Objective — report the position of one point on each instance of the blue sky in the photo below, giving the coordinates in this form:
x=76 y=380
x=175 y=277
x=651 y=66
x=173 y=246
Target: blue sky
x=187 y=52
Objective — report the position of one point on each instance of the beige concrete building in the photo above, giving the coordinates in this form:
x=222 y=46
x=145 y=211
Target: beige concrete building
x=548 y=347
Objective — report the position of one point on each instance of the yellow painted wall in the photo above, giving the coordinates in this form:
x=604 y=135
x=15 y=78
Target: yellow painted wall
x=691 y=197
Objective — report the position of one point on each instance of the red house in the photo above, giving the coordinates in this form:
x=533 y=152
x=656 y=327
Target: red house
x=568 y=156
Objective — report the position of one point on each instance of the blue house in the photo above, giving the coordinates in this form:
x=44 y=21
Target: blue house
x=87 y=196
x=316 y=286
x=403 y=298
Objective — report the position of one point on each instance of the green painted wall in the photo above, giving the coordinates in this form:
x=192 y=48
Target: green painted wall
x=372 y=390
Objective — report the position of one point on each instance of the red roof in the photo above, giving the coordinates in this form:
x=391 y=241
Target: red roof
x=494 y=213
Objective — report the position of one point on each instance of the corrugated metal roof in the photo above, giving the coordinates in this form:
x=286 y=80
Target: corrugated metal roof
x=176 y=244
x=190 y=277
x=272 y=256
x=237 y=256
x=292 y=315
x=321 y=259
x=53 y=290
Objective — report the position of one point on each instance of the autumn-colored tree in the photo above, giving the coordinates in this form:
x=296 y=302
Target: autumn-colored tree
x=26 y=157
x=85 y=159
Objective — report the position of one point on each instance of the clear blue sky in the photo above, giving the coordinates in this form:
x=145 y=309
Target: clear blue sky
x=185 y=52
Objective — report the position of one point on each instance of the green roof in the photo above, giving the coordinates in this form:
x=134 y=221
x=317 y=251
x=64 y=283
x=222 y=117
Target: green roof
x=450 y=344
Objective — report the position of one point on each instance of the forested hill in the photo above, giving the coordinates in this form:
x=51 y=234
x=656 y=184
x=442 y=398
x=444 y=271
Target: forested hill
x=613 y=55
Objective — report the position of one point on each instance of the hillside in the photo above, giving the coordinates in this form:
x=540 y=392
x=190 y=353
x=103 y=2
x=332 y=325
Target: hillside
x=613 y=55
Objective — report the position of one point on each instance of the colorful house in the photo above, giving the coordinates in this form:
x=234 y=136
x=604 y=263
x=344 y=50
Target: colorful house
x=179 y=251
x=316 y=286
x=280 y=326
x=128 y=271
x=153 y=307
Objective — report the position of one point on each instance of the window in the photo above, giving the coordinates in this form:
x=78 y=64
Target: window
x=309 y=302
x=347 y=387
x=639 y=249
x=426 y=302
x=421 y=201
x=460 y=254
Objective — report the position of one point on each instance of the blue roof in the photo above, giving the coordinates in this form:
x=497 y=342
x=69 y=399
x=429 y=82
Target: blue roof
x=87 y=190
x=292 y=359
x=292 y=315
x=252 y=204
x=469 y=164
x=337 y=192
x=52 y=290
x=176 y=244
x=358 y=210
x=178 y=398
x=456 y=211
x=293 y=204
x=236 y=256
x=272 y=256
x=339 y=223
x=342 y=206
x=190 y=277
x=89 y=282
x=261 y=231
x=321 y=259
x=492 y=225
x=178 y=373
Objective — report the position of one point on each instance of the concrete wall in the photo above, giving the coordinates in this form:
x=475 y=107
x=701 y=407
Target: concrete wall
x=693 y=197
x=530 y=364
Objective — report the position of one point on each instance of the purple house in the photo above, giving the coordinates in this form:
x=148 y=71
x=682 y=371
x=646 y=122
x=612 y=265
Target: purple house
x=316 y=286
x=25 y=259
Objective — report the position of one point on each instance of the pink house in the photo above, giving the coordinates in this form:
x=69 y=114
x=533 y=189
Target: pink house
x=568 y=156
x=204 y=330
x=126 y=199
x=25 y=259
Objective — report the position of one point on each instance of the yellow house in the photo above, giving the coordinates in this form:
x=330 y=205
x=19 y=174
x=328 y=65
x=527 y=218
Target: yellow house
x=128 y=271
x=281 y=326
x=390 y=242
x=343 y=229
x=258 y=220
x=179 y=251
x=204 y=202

++++++++++++++++++++

_Task details_
Repeat all the material above, matching every character.

_The answer_
Objective — report the position of one point on each instance of the blue sky in the photo below, giving the coordinates in this form:
x=76 y=380
x=175 y=277
x=651 y=66
x=173 y=246
Target: blue sky
x=187 y=52
Objective — report the position of one point on each instance of the beige concrete building in the photo above, giving the coordinates in this form:
x=222 y=46
x=145 y=211
Target: beige concrete building
x=548 y=347
Objective — report the position of one point on each instance of the yellow painted wall in the photo above, giving the coordinates in this form:
x=604 y=135
x=15 y=78
Target: yellow painted wall
x=691 y=197
Objective — report the position of one point on each instance of the red house in the photo above, giving the coordinates in this form:
x=533 y=152
x=656 y=327
Target: red house
x=568 y=156
Objective — report the position of one point on each instance of the blue house in the photo above, giving the coordinates in this form:
x=44 y=21
Target: blue house
x=87 y=196
x=316 y=286
x=403 y=298
Objective — report the position of one point on each instance of the green painted wall in the photo above, giving the coordinates in this form:
x=192 y=48
Target: green painted wall
x=372 y=390
Objective — report the position of one point on each instance of the red roof in the photo above, giving the coordinates in this form:
x=391 y=241
Target: red roof
x=494 y=213
Objective — report the position of one point on each instance of the corrugated metal roof in the photo above, giving the coordinates in this form:
x=286 y=80
Target: corrugated metal roof
x=176 y=244
x=190 y=277
x=272 y=256
x=237 y=256
x=292 y=315
x=321 y=259
x=53 y=290
Objective — report the position of one point on each instance of the autumn-colored tree in the photo above, giving the coordinates in this form:
x=296 y=302
Target: autumn-colored tree
x=26 y=157
x=85 y=159
Objective — report the position of one point on each instance of the clear blue sky in the photo above, giving the coordinates in this form:
x=145 y=309
Target: clear blue sky
x=185 y=52
Objective — report the position of one point on each instance of the green roof in the photo above, giving the coordinates in this form:
x=134 y=221
x=317 y=251
x=64 y=283
x=222 y=117
Target: green roof
x=450 y=344
Objective — report the position of one point on each instance of the forested hill in the photo above, giving the coordinates in this form:
x=51 y=234
x=656 y=184
x=442 y=398
x=444 y=271
Target: forested hill
x=613 y=55
Objective — report the position of one point on each instance of the hillside in the photo above, giving the coordinates in this form:
x=540 y=392
x=190 y=353
x=103 y=2
x=332 y=325
Target: hillside
x=613 y=55
Objective — report the position of one point on each instance of the colorful house in the photo above, giving the coordinates in this form:
x=234 y=136
x=604 y=263
x=344 y=50
Target: colorful house
x=179 y=251
x=316 y=286
x=280 y=326
x=128 y=271
x=153 y=307
Objective — report the position of one point on each instance of the window in the photo above, giving the coordinates in this form:
x=78 y=64
Target: window
x=309 y=302
x=347 y=387
x=639 y=249
x=426 y=302
x=421 y=201
x=460 y=254
Objective — report the position of one point on each instance of the blue roof in the photo above, giving the coordinates in this form:
x=497 y=342
x=69 y=399
x=429 y=82
Target: blue roof
x=87 y=190
x=292 y=359
x=292 y=315
x=252 y=204
x=469 y=164
x=337 y=192
x=52 y=290
x=176 y=244
x=358 y=210
x=178 y=398
x=456 y=211
x=293 y=204
x=236 y=256
x=272 y=256
x=339 y=223
x=342 y=206
x=190 y=277
x=89 y=282
x=261 y=231
x=321 y=259
x=492 y=225
x=178 y=373
Objective — report the position of one point on each instance of the concrete wall in the photo above, giving the coordinates in this form:
x=475 y=107
x=701 y=407
Target: concrete wall
x=693 y=197
x=530 y=364
Objective — report the position of one point on each instance of the purple house in the photo above, giving the coordinates in this form:
x=148 y=71
x=682 y=371
x=646 y=122
x=612 y=265
Target: purple house
x=316 y=286
x=25 y=259
Objective — report the position of one point on each instance of the pink house in the photo above, giving the coordinates in this form:
x=69 y=114
x=533 y=189
Target: pink house
x=568 y=156
x=204 y=330
x=126 y=199
x=25 y=259
Objective — report the position of one point on each instance of the yellow house in the photo above, giving the coordinates in this form:
x=330 y=205
x=19 y=174
x=328 y=65
x=527 y=218
Target: yellow house
x=128 y=271
x=281 y=326
x=390 y=242
x=343 y=229
x=258 y=220
x=179 y=251
x=204 y=202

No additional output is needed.